§ EXTRACT
· · · · ·
Bartoshuk and her colleagues have also found a correlation between weight and a history of ear infections that seems to be related to taste sensitivity. She thinks this relationship may be related to the ability to appreciate the sensation of eating fat, which can be increased by upper respiratory infections.
The men in her study that reported histories of ear infections were heavier, which Bartoshuk thinks may be related connections between taste and the perception of fat. Taste and fat stimulate different nerves that normally inhibit one another. When the taste system is damaged, fat produces more intense sensations. In males this tends to increase their liking for and intake of high fat foods, leading to increases in weight, according to Bartoshuk.
One puzzle yet to be solved is why females tend to have the opposite response, liking high fat food less after becoming more sensitive to fat.
Bartoshuk mentioned that her colleague, Valerie Duffy, has found that supertasters are at less risk for cardiovascular disease, likely because of their lower fat intake.
The genes responsible for nontasting, medium tasting, and supertasting may have emerged during evolution because they provided each group with certain health advantages, related to their food preferences, Bartoshuk proposed.
Evolutionary Trends in Diet
Based on his investigations of the diets of indigenous communities today, Timothy Johns believes that humans have long used plants to counter the effects of diets rich in animal products.
Around two million years ago, as their brains and body sizes increased, our ancestors began to eat more animal foods and fewer plants. Cooking and eating more meat–and doing it for longer, as longevity increased–meant that early humans were consuming more fatty acids and cholesterol.
The body's method for turning these substances into energy produces harmful free radical molecules, which can, over time, damage tissue through a process known as "oxidative' stress." Many plants provide antioxidant molecules, which can prevent this type of damage.
· · · · ·
§ PROVIDED DATA
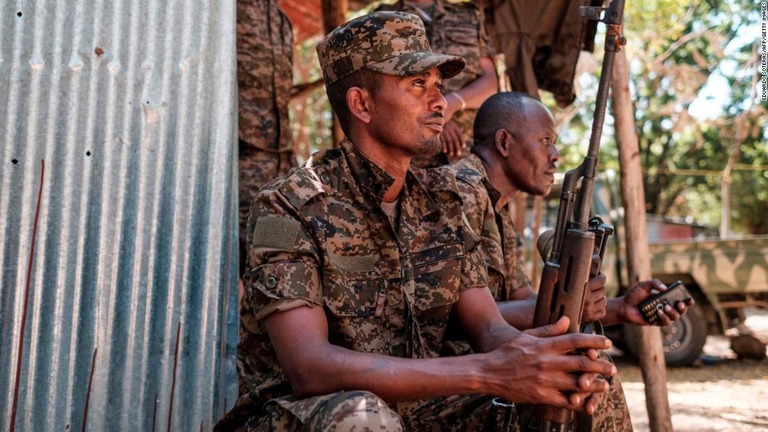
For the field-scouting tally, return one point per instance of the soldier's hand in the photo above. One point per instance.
(641, 291)
(452, 140)
(540, 367)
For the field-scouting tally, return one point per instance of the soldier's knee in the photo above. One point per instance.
(356, 410)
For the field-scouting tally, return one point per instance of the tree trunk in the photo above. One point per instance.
(334, 15)
(638, 254)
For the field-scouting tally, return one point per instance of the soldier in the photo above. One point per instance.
(515, 151)
(358, 262)
(456, 29)
(265, 77)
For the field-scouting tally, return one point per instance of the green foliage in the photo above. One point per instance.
(675, 49)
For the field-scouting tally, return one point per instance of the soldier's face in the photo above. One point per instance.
(531, 160)
(407, 113)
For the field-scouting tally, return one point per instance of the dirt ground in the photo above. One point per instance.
(722, 393)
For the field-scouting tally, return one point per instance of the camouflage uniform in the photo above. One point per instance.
(499, 242)
(319, 238)
(264, 74)
(456, 29)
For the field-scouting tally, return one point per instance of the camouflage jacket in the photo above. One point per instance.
(499, 240)
(456, 29)
(319, 238)
(264, 74)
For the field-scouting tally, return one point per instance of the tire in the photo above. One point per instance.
(683, 339)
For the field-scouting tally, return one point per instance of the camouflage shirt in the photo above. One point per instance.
(499, 239)
(456, 29)
(264, 74)
(320, 238)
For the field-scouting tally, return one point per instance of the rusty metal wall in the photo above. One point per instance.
(118, 316)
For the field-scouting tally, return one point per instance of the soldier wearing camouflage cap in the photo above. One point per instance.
(456, 28)
(358, 262)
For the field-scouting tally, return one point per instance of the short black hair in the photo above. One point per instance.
(503, 110)
(337, 93)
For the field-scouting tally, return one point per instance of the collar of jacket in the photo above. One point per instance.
(374, 182)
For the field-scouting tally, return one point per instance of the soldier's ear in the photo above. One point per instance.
(358, 101)
(502, 140)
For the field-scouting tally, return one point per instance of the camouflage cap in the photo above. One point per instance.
(393, 43)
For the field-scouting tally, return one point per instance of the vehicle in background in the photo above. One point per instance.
(725, 276)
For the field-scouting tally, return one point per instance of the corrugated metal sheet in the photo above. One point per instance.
(129, 323)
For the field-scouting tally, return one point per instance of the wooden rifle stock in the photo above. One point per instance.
(567, 250)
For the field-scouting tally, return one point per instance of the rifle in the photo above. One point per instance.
(567, 250)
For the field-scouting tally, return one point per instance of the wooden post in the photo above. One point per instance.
(651, 351)
(334, 15)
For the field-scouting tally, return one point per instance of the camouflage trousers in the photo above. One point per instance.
(257, 167)
(365, 412)
(612, 414)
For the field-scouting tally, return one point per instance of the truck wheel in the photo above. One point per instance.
(683, 339)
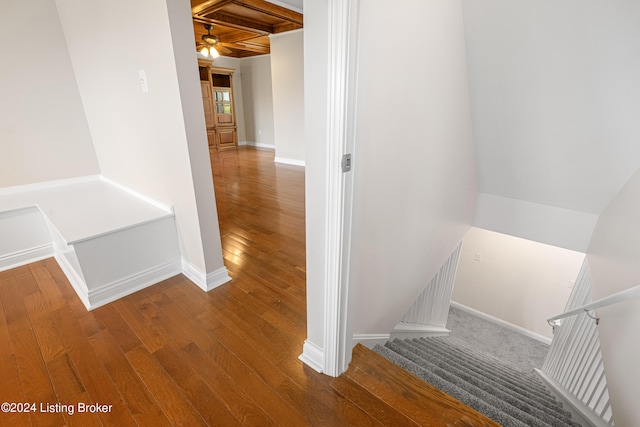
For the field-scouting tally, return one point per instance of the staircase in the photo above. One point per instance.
(481, 381)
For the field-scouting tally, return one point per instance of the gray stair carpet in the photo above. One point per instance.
(505, 394)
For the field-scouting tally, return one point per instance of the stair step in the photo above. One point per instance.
(486, 383)
(504, 394)
(527, 385)
(420, 402)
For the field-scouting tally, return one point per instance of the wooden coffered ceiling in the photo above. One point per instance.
(242, 26)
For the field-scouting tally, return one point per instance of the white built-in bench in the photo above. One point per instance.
(108, 240)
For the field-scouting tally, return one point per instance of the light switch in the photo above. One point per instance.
(143, 81)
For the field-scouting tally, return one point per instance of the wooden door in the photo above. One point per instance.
(223, 104)
(207, 102)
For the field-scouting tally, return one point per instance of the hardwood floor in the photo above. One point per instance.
(175, 355)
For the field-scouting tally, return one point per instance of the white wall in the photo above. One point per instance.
(43, 130)
(556, 97)
(315, 111)
(234, 63)
(415, 177)
(147, 141)
(257, 98)
(613, 255)
(287, 72)
(516, 280)
(542, 223)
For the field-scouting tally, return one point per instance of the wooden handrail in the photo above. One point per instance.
(627, 294)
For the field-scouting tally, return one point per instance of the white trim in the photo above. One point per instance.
(370, 340)
(292, 162)
(410, 330)
(258, 144)
(285, 33)
(312, 356)
(194, 274)
(217, 278)
(130, 284)
(286, 6)
(582, 410)
(503, 323)
(25, 256)
(205, 282)
(74, 277)
(338, 341)
(150, 200)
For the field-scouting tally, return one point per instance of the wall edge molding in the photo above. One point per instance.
(312, 356)
(370, 340)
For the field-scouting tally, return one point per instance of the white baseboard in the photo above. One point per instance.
(312, 356)
(77, 281)
(370, 340)
(258, 145)
(217, 278)
(291, 162)
(409, 330)
(582, 410)
(205, 282)
(503, 323)
(128, 285)
(25, 256)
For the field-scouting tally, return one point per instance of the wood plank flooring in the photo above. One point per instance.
(175, 355)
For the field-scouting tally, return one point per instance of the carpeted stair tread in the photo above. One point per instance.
(451, 344)
(524, 389)
(487, 383)
(479, 380)
(504, 402)
(454, 391)
(526, 384)
(482, 363)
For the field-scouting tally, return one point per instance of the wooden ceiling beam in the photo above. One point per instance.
· · · · ·
§ TASKS TO PERFORM
1. Write out the part of the taste and diet text starting with "Bartoshuk mentioned that" and going on through "in animal products.", word for word.
2. Name every person the taste and diet text mentions by name.

§ ANSWERS PROVIDED
1.
Bartoshuk mentioned that her colleague, Valerie Duffy, has found that supertasters are at less risk for cardiovascular disease, likely because of their lower fat intake.
The genes responsible for nontasting, medium tasting, and supertasting may have emerged during evolution because they provided each group with certain health advantages, related to their food preferences, Bartoshuk proposed.
Evolutionary Trends in Diet
Based on his investigations of the diets of indigenous communities today, Timothy Johns believes that humans have long used plants to counter the effects of diets rich in animal products.

2.
Bartoshuk
Valerie Duffy
Timothy Johns